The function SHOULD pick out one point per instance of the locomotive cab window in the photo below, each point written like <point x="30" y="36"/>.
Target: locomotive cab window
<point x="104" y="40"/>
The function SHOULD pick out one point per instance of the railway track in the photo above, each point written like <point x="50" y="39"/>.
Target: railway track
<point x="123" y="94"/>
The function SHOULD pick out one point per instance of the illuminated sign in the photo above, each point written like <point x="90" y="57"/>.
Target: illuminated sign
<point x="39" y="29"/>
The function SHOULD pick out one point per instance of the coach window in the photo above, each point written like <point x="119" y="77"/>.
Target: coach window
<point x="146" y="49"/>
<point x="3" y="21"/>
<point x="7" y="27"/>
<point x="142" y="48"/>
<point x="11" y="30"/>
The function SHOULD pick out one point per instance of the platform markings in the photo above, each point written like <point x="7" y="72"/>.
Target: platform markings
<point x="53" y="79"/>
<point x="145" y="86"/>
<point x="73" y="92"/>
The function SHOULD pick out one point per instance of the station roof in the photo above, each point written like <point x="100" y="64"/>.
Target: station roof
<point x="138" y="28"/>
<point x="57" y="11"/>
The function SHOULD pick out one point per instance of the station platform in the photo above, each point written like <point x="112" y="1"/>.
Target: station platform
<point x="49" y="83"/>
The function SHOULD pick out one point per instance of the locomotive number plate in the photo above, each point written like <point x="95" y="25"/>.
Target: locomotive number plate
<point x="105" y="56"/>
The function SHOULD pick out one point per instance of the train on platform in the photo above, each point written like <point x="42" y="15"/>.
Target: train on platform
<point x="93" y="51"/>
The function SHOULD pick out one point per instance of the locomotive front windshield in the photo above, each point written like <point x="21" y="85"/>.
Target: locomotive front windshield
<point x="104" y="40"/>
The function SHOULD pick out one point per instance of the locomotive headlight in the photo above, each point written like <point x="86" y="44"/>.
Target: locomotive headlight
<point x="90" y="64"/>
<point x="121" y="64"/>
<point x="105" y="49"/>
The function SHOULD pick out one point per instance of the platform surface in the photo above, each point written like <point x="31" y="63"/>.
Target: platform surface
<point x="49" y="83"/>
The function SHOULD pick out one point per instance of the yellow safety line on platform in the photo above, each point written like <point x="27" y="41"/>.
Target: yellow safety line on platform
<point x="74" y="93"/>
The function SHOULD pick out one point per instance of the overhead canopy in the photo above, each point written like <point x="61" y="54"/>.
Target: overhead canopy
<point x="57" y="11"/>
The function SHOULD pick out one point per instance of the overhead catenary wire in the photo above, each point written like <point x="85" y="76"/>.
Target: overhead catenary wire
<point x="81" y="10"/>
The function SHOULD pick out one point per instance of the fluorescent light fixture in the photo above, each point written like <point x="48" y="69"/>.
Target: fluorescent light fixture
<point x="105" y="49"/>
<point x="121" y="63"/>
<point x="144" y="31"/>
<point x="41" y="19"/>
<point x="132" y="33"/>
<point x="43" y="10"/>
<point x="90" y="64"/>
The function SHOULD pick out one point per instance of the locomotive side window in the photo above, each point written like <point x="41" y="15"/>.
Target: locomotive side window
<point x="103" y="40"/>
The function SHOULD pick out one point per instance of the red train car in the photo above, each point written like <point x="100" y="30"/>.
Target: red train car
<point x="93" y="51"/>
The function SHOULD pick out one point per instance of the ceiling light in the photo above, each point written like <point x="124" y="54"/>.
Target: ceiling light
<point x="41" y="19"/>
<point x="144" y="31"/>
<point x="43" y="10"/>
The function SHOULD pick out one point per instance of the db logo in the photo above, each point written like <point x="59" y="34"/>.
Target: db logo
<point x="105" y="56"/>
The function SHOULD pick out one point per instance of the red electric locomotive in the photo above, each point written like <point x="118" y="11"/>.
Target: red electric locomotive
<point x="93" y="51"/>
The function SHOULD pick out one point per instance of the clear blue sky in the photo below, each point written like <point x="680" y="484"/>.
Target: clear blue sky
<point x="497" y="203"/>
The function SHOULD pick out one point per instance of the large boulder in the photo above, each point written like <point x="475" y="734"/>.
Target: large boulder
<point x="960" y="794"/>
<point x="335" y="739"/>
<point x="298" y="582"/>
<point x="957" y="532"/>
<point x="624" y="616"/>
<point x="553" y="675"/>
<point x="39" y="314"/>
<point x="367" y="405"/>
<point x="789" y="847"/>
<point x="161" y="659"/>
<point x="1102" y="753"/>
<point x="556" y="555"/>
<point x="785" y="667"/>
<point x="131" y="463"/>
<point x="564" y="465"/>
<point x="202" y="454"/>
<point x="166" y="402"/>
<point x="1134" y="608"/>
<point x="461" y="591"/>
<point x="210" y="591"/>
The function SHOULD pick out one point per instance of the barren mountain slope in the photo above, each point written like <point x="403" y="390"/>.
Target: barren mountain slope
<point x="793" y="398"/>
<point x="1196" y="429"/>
=-=-=-=-=
-- Challenge --
Set down, exactly and in full, the lines from the one containing "of the barren" through the end of the entries; no other line belongs.

-- The solution --
The function SHOULD pick out one point per instance of the barren mountain slope in the photo above, each point written like <point x="403" y="390"/>.
Target: barren mountain slope
<point x="793" y="398"/>
<point x="1196" y="429"/>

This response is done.